Exercise brief: Rewrite the records from their start through the line containing "pixel 175 220", that line included, shifting every keypoint coordinate in the answers by -131 and leaving all other lines unchanged.

_ _ _ _ _ _ _

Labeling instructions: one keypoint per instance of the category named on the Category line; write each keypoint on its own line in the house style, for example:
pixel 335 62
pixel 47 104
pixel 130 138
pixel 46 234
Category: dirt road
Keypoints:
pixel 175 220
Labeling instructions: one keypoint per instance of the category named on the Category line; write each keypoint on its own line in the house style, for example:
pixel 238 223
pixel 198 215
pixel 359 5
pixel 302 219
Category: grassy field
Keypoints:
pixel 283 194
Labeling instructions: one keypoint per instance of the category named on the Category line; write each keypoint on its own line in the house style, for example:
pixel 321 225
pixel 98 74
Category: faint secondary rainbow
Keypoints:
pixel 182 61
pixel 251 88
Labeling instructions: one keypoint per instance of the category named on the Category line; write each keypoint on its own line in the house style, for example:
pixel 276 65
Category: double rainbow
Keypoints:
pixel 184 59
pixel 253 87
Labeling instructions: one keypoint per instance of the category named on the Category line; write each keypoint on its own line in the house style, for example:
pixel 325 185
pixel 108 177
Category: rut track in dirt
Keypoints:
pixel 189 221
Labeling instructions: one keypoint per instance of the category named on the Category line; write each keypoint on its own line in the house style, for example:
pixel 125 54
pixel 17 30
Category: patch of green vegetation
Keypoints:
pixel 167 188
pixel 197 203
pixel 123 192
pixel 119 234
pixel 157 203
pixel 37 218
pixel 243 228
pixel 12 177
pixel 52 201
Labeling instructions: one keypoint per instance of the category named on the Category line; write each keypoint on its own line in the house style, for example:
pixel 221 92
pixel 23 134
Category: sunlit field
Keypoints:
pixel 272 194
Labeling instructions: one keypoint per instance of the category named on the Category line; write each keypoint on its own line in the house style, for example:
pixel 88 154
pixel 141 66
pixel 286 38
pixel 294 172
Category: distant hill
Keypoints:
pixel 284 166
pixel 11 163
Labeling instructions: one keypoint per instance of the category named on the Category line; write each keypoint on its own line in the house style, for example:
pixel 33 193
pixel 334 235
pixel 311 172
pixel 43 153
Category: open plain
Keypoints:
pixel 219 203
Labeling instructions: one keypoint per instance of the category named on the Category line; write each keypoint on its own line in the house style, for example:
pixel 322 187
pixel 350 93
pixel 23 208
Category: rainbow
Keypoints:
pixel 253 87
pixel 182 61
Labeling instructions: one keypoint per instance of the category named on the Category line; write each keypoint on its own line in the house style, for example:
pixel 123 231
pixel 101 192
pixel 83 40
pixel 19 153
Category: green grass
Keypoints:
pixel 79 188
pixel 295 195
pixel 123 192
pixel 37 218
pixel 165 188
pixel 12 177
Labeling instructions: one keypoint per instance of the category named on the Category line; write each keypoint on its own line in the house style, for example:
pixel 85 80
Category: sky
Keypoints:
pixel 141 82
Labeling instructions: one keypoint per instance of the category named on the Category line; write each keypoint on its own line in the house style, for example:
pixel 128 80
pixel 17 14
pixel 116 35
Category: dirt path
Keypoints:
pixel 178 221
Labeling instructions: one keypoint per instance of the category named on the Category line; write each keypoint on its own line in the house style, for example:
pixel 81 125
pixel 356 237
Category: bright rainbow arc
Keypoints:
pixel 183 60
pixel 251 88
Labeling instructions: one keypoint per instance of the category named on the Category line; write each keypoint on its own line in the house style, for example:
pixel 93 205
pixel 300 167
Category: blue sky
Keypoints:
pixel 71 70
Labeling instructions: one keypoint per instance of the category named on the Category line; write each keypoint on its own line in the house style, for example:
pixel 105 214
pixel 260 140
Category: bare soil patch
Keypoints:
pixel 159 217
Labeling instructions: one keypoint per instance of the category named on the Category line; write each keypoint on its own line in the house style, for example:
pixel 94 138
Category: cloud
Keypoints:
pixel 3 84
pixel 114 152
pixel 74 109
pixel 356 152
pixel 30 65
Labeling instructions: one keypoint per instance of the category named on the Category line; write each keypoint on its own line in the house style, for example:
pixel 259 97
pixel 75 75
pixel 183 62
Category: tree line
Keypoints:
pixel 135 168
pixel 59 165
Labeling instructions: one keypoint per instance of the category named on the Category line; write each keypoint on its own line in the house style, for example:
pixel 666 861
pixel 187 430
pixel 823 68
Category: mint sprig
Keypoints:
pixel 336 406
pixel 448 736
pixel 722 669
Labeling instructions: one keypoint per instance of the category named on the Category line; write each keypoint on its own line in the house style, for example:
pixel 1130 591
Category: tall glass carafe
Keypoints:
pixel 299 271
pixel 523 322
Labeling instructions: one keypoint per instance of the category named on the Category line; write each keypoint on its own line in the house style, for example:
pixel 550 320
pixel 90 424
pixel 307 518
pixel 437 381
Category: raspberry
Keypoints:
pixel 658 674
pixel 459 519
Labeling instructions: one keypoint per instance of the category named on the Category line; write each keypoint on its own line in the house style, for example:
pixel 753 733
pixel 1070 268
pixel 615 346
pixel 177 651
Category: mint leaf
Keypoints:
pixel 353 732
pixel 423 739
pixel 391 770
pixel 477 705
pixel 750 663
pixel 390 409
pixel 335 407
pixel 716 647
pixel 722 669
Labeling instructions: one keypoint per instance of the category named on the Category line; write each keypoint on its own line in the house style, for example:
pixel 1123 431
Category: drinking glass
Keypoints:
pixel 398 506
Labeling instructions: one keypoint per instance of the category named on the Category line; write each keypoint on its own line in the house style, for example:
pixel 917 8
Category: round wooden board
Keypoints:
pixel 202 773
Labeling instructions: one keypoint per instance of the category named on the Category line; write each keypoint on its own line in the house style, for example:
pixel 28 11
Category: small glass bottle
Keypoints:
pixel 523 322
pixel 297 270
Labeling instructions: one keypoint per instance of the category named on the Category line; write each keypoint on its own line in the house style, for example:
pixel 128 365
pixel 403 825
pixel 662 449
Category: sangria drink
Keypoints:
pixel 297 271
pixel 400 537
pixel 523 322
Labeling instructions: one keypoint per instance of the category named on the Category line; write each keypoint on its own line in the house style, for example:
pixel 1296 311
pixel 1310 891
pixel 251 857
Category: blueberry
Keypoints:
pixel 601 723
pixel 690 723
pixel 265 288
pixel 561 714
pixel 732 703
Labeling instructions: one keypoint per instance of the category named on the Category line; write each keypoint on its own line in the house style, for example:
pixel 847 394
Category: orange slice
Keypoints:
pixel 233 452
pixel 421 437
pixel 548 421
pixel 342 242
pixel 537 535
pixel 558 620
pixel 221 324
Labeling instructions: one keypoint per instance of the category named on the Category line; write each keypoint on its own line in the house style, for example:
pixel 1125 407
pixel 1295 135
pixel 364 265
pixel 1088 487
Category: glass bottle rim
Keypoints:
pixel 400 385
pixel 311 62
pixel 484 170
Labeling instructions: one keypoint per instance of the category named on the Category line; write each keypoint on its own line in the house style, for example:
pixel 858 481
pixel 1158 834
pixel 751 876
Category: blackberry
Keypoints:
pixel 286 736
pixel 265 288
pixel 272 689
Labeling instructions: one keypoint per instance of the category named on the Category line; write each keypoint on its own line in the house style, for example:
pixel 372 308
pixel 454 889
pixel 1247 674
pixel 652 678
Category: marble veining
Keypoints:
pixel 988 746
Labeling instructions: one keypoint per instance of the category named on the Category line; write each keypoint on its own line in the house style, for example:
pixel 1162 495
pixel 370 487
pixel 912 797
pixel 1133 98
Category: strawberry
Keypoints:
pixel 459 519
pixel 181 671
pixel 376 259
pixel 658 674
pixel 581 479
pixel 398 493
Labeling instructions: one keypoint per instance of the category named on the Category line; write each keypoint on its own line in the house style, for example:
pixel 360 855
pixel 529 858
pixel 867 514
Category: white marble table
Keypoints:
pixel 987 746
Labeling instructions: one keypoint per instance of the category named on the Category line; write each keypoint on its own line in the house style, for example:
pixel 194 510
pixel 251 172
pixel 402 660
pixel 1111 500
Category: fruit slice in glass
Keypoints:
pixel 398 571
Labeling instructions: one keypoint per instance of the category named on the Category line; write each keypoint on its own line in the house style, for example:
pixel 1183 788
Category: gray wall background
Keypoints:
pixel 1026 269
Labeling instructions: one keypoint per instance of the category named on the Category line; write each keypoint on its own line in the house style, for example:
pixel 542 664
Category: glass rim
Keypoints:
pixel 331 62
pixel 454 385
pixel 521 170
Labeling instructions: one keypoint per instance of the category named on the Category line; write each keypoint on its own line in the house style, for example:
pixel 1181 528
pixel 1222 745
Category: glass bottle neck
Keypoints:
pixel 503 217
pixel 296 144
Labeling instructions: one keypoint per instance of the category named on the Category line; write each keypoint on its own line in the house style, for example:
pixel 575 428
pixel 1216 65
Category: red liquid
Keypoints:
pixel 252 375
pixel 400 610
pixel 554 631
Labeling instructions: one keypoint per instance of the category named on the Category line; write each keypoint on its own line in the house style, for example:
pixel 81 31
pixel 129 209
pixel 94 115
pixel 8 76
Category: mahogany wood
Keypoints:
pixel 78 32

_ _ _ _ _ _ _

Output:
Labeling instructions: one keypoint per instance of the category named on the Category line; write each keypoint on its own line in the house style, for example:
pixel 335 62
pixel 47 104
pixel 130 138
pixel 46 234
Category: dirt road
Keypoints:
pixel 44 89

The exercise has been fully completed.